## BEGIN
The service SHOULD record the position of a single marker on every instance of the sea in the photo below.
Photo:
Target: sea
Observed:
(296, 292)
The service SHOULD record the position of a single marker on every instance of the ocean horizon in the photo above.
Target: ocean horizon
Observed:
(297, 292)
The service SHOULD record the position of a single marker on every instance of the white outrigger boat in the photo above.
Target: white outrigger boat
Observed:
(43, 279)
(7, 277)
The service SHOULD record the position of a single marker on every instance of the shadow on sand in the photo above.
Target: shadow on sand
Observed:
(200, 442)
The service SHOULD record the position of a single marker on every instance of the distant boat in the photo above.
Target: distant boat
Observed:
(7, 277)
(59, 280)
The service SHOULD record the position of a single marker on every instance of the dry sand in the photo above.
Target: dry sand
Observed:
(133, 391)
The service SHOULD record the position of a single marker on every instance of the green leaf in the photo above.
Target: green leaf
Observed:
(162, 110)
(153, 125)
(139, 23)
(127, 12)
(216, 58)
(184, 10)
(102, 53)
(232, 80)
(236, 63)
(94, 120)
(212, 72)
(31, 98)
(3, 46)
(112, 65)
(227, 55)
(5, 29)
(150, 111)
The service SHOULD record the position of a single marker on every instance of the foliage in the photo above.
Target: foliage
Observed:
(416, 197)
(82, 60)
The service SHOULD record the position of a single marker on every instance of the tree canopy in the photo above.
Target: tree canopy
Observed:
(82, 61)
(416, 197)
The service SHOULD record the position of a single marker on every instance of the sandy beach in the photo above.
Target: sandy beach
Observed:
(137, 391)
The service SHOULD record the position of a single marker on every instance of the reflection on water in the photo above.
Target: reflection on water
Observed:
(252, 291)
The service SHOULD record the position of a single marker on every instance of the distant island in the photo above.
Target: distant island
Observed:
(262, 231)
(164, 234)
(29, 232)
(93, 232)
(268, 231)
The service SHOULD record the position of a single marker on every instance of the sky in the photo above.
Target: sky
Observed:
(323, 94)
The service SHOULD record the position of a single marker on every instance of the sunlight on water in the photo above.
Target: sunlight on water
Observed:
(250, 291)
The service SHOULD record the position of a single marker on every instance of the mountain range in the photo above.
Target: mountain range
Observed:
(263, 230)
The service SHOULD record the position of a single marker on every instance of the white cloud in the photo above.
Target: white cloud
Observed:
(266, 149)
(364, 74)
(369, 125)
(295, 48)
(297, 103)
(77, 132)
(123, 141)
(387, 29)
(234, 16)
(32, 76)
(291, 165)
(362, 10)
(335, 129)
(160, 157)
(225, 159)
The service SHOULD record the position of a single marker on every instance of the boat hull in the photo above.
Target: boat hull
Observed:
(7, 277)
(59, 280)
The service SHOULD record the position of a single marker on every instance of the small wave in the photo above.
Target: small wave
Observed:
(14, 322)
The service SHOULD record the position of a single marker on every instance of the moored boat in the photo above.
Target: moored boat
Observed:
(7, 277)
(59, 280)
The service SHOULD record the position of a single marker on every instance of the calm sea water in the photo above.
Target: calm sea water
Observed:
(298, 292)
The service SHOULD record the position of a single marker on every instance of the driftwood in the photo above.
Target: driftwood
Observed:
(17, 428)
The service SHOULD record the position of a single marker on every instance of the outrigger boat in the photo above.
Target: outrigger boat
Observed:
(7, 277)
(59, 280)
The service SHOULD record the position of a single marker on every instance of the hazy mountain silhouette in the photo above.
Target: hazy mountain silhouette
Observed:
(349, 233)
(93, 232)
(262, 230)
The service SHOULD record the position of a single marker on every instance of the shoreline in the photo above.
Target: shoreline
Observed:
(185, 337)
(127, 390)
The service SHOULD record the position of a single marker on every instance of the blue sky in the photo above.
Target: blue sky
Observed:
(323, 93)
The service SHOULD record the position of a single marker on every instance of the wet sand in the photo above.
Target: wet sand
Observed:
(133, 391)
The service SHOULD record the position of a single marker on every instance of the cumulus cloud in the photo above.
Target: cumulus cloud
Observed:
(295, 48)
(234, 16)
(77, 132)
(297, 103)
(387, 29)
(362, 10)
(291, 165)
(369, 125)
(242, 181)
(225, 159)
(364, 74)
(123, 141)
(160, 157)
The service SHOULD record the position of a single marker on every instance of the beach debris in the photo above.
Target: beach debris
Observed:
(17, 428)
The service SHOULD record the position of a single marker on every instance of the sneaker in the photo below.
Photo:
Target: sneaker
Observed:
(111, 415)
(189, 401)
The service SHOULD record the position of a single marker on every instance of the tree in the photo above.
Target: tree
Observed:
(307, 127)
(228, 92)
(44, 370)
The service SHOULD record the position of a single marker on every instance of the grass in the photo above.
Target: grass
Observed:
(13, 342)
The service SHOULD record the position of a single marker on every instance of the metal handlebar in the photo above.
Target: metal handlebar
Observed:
## END
» GOAL: Copy the material above verbatim.

» FINAL RESULT:
The service SHOULD record the position of a single marker on every instance of the sea in the photo below.
Photo:
Target: sea
Observed:
(296, 292)
The service SHOULD record the position of a single marker on every instance of the ocean horizon in the photo above.
Target: ocean horizon
Observed:
(297, 292)
The service SHOULD record the position of a single marker on every instance of the white outrigger boat in the photo above.
Target: white outrigger boat
Observed:
(43, 279)
(7, 277)
The service SHOULD record the position of a single marker on every instance of the shadow on sand in the photo above.
Target: shadow on sand
Observed:
(200, 442)
The service SHOULD record the position of a single marker on every instance of the distant boat in the photo above.
Target: distant boat
Observed:
(7, 277)
(59, 280)
The service SHOULD record the position of a single marker on every instance of the dry sand in the photo above.
Target: dry sand
Observed:
(133, 391)
The service SHOULD record the position of a single marker on every instance of the green leaf in the photo above.
Target: green leaf
Observed:
(162, 110)
(153, 125)
(139, 23)
(127, 12)
(216, 58)
(184, 10)
(102, 53)
(232, 80)
(236, 63)
(94, 120)
(212, 72)
(31, 98)
(3, 46)
(112, 65)
(227, 55)
(5, 29)
(150, 111)
The service SHOULD record the position of a single marker on every instance of the foliage in the photo above.
Target: foliage
Observed:
(416, 197)
(82, 60)
The service SHOULD record the position of a single marker on every instance of the tree canopy in the photo above.
Target: tree canopy
Observed:
(82, 61)
(416, 197)
The service SHOULD record the position of a single marker on every instance of the sandy beach in the photo above.
Target: sandy beach
Observed:
(137, 391)
The service SHOULD record the position of a single marker on every instance of the reflection on water in the photo above.
Target: reflection on water
Observed:
(252, 291)
The service SHOULD record the position of a single marker on every instance of the distant island in the photo above.
Target: distant island
Observed:
(262, 231)
(164, 234)
(29, 232)
(93, 232)
(268, 231)
The service SHOULD record the position of a single marker on every instance of the sky in the photo above.
Target: sky
Observed:
(323, 94)
The service SHOULD record the position of a single marker on every instance of the sunlight on water in the photo above.
Target: sunlight on water
Observed:
(250, 291)
The service SHOULD record the position of a single marker on every instance of the mountain range in the photo above.
Target: mountain range
Observed:
(263, 230)
The service SHOULD record the position of a single marker on every instance of the white cloud in the photo above.
Target: white cloud
Observed:
(266, 149)
(364, 74)
(369, 125)
(295, 48)
(297, 103)
(77, 132)
(123, 141)
(387, 29)
(234, 16)
(32, 76)
(291, 165)
(362, 10)
(335, 129)
(160, 157)
(225, 159)
The service SHOULD record the position of a single marker on every instance of the boat hull in the photo above.
Target: boat hull
Observed:
(7, 277)
(59, 280)
The service SHOULD record the position of a single marker on every instance of the small wave in the photo above.
Target: small wave
Observed:
(14, 322)
The service SHOULD record the position of a single marker on every instance of the moored boat in the photo above.
Target: moored boat
Observed:
(7, 277)
(59, 280)
The service SHOULD record the position of a single marker on every instance of the calm sea water in the photo above.
Target: calm sea water
Observed:
(298, 292)
The service SHOULD record the position of a single marker on every instance of the driftwood in the photo above.
Target: driftwood
Observed:
(17, 428)
The service SHOULD record the position of a single marker on every instance of the outrigger boat in the photo above.
Target: outrigger boat
Observed:
(7, 277)
(59, 280)
The service SHOULD record the position of a single marker on every instance of the hazy mountain silhouette in the photo above.
Target: hazy mountain silhouette
Observed:
(349, 233)
(93, 232)
(262, 230)
The service SHOULD record the position of a single marker on every instance of the shoreline in the photo above.
Target: shoreline
Observed:
(185, 337)
(127, 390)
The service SHOULD record the position of a single marker on every instance of the blue sky in the photo above.
Target: blue sky
Observed:
(323, 93)
The service SHOULD record the position of a single marker on every instance of the wet sand in the photo above.
Target: wet sand
Observed:
(133, 391)
The service SHOULD record the position of a single marker on every instance of the cumulus cloud in the photo above.
Target: cumulus cloud
Observed:
(295, 48)
(234, 16)
(77, 132)
(297, 103)
(387, 29)
(362, 10)
(291, 165)
(369, 125)
(242, 181)
(225, 159)
(364, 74)
(123, 141)
(160, 157)
The service SHOULD record the position of a single marker on every instance of the beach debris in the photo above.
Target: beach debris
Observed:
(17, 428)
The service SHOULD record the position of a single marker on every instance of the sneaker in the photo below.
Photo:
Target: sneaker
Observed:
(111, 415)
(189, 401)
The service SHOULD record the position of a single marker on every instance of the tree in the photo above.
Target: tree
Observed:
(307, 127)
(228, 92)
(44, 370)
The service SHOULD record the position of a single marker on every instance of the grass in the photo above.
Target: grass
Observed:
(13, 342)
The service SHOULD record the position of a single marker on every instance of the metal handlebar in the photo above.
Target: metal handlebar
Observed:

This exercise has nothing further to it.